## EXERCISE INSTRUCTIONS
Rewrite the lines below, substituting "Mark each occurrence" for each occurrence of "Tag every instance" and leaving all other text unchanged.

Position annotation records:
━━━━━━━━━━━━━━━━
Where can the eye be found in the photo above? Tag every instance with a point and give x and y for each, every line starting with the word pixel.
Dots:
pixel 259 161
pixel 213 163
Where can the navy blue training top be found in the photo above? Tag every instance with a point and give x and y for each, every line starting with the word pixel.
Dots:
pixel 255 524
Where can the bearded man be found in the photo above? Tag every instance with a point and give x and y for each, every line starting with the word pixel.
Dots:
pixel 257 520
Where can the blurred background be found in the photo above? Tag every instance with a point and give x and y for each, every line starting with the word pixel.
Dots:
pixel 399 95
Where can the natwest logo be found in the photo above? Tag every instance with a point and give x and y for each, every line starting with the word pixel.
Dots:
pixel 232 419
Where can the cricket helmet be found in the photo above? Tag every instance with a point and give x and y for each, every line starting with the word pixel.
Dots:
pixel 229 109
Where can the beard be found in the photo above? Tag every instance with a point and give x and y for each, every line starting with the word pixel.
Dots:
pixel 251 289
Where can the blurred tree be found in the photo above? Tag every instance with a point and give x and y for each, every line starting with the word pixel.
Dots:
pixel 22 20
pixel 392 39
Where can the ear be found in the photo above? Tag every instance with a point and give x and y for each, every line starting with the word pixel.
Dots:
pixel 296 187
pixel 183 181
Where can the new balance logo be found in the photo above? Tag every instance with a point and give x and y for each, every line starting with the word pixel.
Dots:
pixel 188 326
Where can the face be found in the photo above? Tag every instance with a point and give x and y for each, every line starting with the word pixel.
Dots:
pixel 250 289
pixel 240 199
━━━━━━━━━━━━━━━━
## RESPONSE FOR THIS EXERCISE
Where can the eye be found in the photo above? Mark each occurrence with a point and give x and y for each, every line starting with the word pixel.
Dots:
pixel 259 161
pixel 213 163
Where can the navy blue training top be found in the photo above? Mark each occurrence with a point and give x and y for each, every line starting with the word pixel.
Dots:
pixel 255 524
Where can the bearded man be found in the photo above? Mark each occurrence with a point and give x and y for each, every line starting with the word pixel.
Dots:
pixel 257 520
Where can the blurred background be found in the photo above? Mark each occurrence with a point and give x and y for each, every line starting with the word pixel.
Dots:
pixel 399 95
Where can the natwest logo be found in the photo above? Mark each occurrence with a point and give x and y for each, every line starting with the word pixel.
Dots:
pixel 232 419
Where can the cricket helmet be found in the photo above? Mark each occurrence with a point and give x and y for each, every line starting with the word pixel.
Dots:
pixel 229 109
Where can the beard be found in the photo above? Mark each occurrence with a point and give x and y for each, every line starting with the word pixel.
Dots:
pixel 251 289
Where can the blurred tree be found in the photo above? Mark each occurrence with a point and give x and y for each, every line starting with the word pixel.
Dots:
pixel 22 20
pixel 392 39
Where can the ear be found in the photo above? Mark each occurrence with a point and give x and y for each, every line starting with the word pixel.
Dots:
pixel 296 187
pixel 183 181
Where can the new balance logo be found in the photo above? Mark each occurrence with a point and give x and y for each, every line starting with the word pixel.
Dots:
pixel 188 326
Where can the face be found in the photo above? Mark each occurrence with a point and give x and y for each, every line starting with the word pixel.
Dots:
pixel 250 289
pixel 240 199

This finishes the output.